[Detection examples]

════════════════════

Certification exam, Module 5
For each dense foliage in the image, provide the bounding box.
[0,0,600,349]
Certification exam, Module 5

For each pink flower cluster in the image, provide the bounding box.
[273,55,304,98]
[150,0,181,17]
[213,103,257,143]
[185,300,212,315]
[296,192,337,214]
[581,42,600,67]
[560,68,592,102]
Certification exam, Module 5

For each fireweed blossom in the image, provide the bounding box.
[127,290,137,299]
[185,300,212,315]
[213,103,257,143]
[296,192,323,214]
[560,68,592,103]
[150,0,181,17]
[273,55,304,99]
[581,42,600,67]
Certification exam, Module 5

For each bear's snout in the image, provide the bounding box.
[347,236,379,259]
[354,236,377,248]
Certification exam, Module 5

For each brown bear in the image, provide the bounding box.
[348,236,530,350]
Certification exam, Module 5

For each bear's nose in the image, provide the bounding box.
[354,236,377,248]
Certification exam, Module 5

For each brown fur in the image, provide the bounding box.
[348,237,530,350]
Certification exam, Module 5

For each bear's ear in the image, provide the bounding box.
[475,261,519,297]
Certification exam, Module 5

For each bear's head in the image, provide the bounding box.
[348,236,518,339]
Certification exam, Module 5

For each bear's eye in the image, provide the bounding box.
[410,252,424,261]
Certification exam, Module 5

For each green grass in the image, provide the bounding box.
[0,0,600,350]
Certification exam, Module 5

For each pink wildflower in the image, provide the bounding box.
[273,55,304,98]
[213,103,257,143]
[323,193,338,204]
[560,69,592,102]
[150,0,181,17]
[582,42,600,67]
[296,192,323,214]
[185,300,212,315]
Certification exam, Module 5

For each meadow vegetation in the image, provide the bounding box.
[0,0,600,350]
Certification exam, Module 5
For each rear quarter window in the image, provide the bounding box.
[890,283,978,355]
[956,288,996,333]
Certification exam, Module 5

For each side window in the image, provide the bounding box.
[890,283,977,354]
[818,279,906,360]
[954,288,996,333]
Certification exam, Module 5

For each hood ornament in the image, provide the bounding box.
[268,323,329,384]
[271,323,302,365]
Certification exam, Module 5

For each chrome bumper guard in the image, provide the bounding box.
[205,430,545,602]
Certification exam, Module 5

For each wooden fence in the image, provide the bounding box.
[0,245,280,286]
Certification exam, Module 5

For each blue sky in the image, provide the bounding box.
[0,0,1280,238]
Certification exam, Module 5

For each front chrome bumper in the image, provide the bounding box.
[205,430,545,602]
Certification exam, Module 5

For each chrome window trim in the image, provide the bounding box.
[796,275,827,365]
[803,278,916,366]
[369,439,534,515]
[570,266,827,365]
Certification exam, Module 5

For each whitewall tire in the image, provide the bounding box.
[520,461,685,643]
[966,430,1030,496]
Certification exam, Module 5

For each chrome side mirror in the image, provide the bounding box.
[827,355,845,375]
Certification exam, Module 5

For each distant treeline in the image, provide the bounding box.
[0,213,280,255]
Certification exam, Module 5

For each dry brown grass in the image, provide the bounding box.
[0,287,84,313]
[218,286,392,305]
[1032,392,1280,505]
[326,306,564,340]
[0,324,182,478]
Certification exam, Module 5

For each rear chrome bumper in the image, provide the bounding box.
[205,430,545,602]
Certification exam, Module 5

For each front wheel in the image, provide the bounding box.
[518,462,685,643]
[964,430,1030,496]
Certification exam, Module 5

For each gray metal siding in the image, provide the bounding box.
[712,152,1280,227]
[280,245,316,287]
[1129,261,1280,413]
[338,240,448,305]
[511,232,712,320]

════════════════════

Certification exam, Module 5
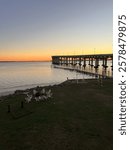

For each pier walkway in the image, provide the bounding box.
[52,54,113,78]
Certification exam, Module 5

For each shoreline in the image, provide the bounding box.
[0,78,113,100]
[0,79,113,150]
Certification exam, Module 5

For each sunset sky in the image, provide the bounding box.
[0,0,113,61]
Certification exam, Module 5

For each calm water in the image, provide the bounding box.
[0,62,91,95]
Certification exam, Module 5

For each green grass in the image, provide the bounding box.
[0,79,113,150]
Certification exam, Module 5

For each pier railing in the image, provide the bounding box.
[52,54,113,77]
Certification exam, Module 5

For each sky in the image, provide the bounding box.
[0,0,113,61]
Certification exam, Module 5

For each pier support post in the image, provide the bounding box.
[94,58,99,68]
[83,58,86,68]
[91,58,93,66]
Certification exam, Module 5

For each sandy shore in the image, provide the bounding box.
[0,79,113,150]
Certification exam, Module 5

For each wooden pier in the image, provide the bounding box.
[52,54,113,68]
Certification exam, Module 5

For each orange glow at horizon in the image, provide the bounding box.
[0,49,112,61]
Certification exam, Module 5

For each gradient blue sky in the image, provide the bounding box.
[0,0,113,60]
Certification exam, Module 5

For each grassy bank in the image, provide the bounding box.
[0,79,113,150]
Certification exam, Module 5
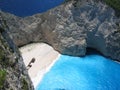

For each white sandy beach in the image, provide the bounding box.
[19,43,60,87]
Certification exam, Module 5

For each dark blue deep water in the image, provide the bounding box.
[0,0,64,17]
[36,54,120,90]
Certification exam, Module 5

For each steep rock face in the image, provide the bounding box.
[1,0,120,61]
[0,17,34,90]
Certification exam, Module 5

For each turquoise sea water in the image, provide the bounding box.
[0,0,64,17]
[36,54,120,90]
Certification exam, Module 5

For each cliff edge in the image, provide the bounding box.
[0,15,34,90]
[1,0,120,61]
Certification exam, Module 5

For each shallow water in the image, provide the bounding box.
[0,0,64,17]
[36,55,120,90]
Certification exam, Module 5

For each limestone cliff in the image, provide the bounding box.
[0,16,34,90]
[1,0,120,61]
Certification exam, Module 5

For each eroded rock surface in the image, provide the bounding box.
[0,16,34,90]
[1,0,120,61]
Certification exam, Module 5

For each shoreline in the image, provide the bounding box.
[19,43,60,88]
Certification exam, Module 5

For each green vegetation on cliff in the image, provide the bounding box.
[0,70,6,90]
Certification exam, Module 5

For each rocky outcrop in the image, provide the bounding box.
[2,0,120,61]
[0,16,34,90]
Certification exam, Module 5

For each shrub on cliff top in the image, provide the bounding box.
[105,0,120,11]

════════════════════

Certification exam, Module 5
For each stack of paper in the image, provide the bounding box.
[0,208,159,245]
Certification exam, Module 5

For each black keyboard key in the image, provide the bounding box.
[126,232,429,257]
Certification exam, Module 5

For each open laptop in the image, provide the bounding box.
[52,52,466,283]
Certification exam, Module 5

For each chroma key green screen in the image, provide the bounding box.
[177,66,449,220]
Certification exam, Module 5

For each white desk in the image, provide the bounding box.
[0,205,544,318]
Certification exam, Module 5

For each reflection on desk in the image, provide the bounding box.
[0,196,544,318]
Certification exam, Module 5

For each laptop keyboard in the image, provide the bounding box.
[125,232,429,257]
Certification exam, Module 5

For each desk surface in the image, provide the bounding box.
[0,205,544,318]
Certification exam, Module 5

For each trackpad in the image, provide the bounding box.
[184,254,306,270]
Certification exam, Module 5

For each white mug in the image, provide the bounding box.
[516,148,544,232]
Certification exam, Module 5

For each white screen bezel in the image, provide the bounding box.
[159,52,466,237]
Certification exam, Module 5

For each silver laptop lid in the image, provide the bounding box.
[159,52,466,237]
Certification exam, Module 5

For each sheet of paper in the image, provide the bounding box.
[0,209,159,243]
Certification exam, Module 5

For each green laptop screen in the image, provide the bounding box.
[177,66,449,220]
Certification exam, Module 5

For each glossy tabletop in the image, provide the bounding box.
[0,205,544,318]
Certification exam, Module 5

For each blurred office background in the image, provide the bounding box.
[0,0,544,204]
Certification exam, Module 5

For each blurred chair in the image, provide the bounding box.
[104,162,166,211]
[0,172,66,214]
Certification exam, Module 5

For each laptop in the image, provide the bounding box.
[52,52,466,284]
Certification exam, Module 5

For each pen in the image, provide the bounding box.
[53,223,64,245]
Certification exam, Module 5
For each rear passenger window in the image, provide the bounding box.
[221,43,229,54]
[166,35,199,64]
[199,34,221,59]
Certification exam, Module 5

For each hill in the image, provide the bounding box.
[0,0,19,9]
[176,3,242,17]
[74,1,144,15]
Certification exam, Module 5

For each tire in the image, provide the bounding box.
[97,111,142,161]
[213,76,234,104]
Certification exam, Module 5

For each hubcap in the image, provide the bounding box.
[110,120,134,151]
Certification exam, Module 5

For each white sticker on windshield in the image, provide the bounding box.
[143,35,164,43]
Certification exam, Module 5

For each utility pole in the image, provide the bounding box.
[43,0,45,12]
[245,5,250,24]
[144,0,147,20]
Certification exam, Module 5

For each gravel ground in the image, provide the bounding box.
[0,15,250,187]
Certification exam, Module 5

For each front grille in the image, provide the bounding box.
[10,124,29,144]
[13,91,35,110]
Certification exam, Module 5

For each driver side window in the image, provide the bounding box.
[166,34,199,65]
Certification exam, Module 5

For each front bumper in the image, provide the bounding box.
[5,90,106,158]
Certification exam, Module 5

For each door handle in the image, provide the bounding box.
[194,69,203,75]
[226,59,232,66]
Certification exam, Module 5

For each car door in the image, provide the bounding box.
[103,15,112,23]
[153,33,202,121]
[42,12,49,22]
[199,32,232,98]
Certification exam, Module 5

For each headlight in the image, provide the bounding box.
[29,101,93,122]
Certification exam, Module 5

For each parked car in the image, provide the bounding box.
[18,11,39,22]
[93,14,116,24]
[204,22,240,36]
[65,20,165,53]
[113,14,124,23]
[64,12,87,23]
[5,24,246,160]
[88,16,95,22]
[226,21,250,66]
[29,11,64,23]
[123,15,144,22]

════════════════════

## [Brief]
Count the lines in the data above that contain the string "screen", treating uppercase and lowercase as different. Give the number alone.

## [Final result]
3